### What you have to do:
Using the data below, find how many lines include the word "mask" and report that figure alone.

### Information shown:
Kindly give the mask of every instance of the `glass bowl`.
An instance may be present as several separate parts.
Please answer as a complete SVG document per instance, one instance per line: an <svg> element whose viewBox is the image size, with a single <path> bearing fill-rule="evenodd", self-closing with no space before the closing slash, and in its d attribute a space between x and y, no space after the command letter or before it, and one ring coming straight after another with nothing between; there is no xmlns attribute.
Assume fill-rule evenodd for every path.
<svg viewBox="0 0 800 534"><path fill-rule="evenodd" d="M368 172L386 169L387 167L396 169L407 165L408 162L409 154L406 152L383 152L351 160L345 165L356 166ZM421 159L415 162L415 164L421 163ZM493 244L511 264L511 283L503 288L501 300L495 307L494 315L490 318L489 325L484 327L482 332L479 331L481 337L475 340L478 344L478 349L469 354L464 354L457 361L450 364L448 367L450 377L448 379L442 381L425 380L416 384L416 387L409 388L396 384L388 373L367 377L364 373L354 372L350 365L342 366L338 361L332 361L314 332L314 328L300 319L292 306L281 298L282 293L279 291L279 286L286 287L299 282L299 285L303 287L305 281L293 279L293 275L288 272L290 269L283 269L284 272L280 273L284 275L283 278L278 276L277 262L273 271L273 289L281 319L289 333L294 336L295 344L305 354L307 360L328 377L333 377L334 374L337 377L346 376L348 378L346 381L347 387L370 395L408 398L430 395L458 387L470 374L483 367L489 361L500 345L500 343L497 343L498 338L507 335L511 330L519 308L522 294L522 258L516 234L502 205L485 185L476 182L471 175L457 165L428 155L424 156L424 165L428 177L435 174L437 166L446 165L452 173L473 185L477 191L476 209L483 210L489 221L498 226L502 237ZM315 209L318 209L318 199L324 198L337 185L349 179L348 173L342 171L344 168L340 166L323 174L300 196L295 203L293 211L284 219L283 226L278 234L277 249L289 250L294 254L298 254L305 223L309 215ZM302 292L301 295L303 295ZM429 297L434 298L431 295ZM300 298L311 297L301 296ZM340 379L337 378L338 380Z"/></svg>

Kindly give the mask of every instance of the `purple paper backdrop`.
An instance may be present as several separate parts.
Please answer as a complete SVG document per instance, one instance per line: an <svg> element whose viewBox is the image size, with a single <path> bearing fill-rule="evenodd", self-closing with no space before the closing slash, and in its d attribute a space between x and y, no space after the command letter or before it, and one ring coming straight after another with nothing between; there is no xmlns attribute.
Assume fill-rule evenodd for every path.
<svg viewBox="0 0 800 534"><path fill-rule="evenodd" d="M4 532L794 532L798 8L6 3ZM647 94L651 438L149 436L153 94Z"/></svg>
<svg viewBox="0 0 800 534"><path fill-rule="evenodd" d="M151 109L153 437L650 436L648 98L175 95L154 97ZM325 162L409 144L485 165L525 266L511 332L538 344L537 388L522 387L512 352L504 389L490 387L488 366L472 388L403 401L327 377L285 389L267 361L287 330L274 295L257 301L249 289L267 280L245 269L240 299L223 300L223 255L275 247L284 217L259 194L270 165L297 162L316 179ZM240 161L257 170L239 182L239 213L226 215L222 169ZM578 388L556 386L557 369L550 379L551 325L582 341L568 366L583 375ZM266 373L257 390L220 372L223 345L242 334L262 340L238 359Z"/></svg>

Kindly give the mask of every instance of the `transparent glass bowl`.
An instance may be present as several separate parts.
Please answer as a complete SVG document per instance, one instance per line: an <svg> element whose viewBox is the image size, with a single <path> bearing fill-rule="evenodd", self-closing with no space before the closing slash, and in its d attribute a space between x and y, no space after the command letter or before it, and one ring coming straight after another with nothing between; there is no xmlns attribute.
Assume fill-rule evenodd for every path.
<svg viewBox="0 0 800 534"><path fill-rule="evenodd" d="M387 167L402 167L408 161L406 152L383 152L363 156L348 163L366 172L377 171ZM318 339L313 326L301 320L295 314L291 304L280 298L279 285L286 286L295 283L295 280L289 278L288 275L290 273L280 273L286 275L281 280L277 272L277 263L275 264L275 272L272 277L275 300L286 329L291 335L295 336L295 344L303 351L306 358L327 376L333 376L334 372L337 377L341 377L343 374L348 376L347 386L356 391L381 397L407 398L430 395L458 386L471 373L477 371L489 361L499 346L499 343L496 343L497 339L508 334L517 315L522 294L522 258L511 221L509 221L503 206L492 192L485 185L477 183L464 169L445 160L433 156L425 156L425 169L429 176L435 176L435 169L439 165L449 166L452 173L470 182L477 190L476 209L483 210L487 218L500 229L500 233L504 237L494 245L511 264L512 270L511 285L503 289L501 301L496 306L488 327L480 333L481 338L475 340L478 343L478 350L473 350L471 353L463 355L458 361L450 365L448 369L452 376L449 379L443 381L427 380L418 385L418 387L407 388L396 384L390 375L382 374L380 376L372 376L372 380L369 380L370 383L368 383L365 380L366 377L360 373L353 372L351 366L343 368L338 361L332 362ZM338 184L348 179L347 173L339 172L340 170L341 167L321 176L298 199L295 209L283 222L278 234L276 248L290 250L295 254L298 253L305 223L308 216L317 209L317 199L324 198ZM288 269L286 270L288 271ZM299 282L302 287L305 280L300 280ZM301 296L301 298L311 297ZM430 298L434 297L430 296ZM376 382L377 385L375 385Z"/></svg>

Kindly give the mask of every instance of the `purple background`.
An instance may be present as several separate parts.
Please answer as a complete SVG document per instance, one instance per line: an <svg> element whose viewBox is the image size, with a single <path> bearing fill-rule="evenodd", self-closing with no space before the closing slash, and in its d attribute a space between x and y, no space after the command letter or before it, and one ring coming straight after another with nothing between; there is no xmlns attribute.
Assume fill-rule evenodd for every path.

### Completed exercise:
4